(DATA PROVIDED)
[START]

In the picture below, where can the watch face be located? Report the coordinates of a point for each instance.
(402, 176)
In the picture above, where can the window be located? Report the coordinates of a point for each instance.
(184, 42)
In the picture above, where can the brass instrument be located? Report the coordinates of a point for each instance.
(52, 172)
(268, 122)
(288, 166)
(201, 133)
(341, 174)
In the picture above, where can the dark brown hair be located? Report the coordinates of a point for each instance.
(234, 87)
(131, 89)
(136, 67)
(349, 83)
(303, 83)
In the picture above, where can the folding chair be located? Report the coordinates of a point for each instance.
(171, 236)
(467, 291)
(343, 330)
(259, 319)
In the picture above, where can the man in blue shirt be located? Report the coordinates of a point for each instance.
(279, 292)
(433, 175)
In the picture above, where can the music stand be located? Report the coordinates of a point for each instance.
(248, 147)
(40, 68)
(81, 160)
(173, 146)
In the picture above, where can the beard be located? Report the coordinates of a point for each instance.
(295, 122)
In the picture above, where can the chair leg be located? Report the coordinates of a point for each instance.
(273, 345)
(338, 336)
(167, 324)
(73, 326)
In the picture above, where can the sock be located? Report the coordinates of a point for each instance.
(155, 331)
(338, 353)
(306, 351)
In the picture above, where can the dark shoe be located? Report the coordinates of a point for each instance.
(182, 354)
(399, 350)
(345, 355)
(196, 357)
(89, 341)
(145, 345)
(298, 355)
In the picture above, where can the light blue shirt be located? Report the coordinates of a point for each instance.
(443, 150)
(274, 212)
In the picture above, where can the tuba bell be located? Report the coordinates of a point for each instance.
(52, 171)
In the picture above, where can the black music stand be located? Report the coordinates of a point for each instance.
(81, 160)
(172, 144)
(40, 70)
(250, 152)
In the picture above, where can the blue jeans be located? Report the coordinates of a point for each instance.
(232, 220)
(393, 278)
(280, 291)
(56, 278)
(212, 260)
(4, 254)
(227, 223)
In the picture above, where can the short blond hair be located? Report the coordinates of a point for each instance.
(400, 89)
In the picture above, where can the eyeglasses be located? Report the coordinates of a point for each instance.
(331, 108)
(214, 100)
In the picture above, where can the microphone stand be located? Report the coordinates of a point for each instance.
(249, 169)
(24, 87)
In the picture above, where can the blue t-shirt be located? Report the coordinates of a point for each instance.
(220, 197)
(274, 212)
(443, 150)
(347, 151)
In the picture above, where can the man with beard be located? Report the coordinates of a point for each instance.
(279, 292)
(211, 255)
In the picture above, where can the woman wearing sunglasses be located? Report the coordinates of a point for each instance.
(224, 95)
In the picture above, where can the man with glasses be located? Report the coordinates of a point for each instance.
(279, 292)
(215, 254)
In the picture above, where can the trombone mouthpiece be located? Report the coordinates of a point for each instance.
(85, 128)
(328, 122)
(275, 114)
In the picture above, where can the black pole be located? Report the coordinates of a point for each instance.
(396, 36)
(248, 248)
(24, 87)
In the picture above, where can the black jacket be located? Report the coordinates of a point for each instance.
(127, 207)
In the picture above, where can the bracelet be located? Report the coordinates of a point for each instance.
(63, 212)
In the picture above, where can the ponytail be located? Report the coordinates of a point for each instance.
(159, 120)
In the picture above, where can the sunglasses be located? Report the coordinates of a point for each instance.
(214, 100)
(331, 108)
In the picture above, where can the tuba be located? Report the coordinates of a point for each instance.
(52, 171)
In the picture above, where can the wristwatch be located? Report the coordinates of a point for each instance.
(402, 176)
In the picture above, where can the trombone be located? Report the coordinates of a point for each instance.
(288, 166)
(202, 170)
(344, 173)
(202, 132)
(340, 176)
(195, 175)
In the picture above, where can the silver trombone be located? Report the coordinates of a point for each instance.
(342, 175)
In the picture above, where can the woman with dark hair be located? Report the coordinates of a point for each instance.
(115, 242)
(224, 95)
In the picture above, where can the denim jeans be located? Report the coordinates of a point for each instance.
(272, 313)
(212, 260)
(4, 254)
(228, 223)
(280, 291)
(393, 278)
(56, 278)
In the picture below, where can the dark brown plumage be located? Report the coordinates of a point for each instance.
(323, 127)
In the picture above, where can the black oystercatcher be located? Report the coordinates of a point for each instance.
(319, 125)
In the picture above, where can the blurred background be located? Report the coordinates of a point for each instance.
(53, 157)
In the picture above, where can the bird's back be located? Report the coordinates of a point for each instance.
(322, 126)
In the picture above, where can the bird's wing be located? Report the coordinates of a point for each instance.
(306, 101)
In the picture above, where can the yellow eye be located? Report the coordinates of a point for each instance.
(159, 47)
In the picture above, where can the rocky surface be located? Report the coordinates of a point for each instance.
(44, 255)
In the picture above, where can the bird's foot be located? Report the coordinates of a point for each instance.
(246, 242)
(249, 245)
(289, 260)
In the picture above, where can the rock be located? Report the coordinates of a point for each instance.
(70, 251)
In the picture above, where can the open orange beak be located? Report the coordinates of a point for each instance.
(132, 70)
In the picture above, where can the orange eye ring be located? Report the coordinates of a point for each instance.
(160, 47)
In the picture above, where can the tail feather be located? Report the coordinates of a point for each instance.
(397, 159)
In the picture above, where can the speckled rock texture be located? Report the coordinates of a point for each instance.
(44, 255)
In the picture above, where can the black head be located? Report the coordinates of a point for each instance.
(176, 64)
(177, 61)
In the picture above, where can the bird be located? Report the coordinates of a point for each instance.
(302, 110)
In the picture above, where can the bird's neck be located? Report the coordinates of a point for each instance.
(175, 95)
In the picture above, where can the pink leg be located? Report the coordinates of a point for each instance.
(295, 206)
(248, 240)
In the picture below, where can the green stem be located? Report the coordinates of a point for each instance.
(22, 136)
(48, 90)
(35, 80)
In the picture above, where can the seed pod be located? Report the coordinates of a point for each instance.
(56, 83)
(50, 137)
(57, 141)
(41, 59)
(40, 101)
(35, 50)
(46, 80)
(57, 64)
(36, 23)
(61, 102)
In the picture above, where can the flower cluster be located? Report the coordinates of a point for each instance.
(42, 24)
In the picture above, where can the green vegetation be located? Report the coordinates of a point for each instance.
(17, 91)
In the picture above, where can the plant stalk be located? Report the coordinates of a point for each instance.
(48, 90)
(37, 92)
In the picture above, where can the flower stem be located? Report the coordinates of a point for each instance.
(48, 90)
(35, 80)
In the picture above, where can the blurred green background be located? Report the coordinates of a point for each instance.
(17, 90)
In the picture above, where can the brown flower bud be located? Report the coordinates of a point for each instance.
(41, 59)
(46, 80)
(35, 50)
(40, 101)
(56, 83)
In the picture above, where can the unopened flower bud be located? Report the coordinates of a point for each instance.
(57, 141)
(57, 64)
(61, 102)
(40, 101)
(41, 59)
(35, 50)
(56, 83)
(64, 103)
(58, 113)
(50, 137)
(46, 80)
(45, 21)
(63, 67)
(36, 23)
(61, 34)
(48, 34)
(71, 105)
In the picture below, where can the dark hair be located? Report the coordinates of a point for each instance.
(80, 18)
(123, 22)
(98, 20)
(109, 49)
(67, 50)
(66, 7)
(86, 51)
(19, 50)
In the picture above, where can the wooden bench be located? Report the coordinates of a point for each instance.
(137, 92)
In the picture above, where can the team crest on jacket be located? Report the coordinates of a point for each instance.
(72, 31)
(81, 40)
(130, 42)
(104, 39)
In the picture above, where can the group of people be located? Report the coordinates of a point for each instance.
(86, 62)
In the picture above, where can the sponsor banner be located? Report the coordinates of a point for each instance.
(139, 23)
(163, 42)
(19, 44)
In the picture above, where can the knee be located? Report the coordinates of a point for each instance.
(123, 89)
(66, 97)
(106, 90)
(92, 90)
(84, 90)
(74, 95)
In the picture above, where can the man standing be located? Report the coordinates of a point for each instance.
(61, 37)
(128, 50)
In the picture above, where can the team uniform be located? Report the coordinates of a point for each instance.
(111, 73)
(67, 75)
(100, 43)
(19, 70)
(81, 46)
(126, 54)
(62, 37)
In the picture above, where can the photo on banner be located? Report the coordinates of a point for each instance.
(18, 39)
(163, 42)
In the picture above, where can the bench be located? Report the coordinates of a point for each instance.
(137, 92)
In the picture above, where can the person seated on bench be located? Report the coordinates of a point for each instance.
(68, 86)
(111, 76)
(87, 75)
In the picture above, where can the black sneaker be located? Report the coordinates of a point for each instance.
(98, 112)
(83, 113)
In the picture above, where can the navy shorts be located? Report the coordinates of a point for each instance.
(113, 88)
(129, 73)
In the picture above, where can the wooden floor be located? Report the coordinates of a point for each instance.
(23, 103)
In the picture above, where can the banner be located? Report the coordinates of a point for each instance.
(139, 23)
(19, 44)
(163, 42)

[END]

(DIRECTIVE)
All lines from the line containing "In the picture above, where can the group" through the end of the listing above are to be duplicated exactly; include both ends and nothing further.

(ANSWER FOR THIS EXERCISE)
In the picture above, where can the group of people be located? Report the coordinates of a point for each instance.
(86, 62)
In the picture above, where can the sponsor banner be located? Report the coordinates of a point for each instance.
(139, 23)
(163, 42)
(19, 44)
In the picture above, where can the knee be located? Report the coordinates of a point for each instance.
(123, 89)
(66, 97)
(106, 90)
(92, 90)
(84, 90)
(74, 95)
In the picture above, where can the man standing be located? Report the coordinates of a point for each instance.
(61, 37)
(128, 50)
In the picture above, where can the team uniform be located? Report the coordinates of a point for each instance.
(111, 73)
(67, 75)
(100, 43)
(19, 70)
(81, 46)
(126, 54)
(62, 37)
In the picture above, where can the photo on banner be located? Report the coordinates of a point for each instance.
(18, 39)
(163, 42)
In the picture above, where can the bench be located? Report the coordinates of a point for each instance.
(137, 92)
In the picture above, where can the person seated on bench be located? Report the coordinates of a point for each instance.
(68, 86)
(111, 76)
(87, 75)
In the picture above, where can the black sneaker be located? Report the coordinates of a point for each instance.
(98, 112)
(83, 113)
In the picture above, where can the navy shorts be located? Report the coordinates of a point for each instance.
(113, 88)
(129, 73)
In the picture above, where can the wooden floor be located? Report the coordinates of a point for each instance.
(23, 103)
In the picture above, where can the banner be located? Report the coordinates of a point for each instance.
(139, 23)
(19, 44)
(163, 42)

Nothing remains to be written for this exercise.